- Belge bölümü
NEW YORK, 28 Haziran 2016 – UNICEF tarafından yayınlanan rapora göre, bugünkü eğilimler devam ettikçe ve dünyadaki en dezavantajlı konumda yer alan çocukların durumuna daha fazla odaklanılmaması durumunda; Sürdürülebilir Kalkınma Hedefleri için belirlenen 2030 yılına kadar çoğu önlenebilir olan hastalıklar nedeni ile 69 milyon çocuk hayatını kaybetmiş, 167 milyon çocuk yoksulluk içinde yaşıyor ve 750 milyon kadın da henüz çocuk yaşta evlenmiş olacaktır.
UNICEF’in her yıl yayınladığı ana rapor olan Dünya Çocuklarının Durumu, hükümetlerin, donörlerin, iş çevrelerinin ve uluslararası kuruluşların mevcut ihtiyaçları karşılama çabalarını hızlandırmamaları halinde dünyanın en yoksul çocuklarını nelerin beklediğini çarpıcı biçimde ortaya koymaktadır.
UNICEF Genel Direktörü Anthony Lake rapora ilişkin değerlendirmesinde şunları söyledi: “Yüz milyonlarca çocuğa bu dünyada adil bir yaşam şansı tanınmaması yalnızca bu çocukların geleceğini tehdit etmekle kalmayacak; böyle bir durum, kuşaktan kuşağa geçen dezavantaj döngüleriyle toplumların da geleceğini tehlikeye düşürecektir. Bir tercihle karşı karşıyayız: Ya bugün bu çocuklara yatırım yapacağız ya da dünyamızın bugünkünden de eşitsiz ve bölünmüş hale gelmesine göz yumacağız.”
Raporda belirtildiğine göre çocukların yaşamını kurtarma, okullaşma ve insanları yoksulluğun pençesinden kurtarma gibi alanlarda önemli ilerlemeler sağlanmıştır. Beş yaş altı çocuklarda görülen ölüm hızı, 1990’dan bu yana küresel ölçekte yarıdan fazla azalma gösterirken, 129 ülkede eşit sayıda kız ve erkek çocuk okula gitmektedir. Bununla birlikte, tüm dünyada yoksulluk içinde yaşayan insan sayısının da 90’lı yıllarla kıyaslandığında yarıya yarıya azaldığı görülmektedir.

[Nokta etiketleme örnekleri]
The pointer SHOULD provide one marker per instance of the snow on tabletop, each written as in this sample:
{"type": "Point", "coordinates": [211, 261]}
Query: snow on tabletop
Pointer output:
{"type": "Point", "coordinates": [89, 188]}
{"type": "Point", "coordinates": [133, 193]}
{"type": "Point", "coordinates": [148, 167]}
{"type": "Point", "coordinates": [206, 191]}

- Alıştırmanın amacı
UNICEF raporunu konu alan belge bölümüne göre, 1990'dan bu yana beş yaş altı çocuklarda görülen ölüm hızı küresel ölçekte ne kadar azalmıştır?

- Çözüm
Yarıdan fazla azalmıştır.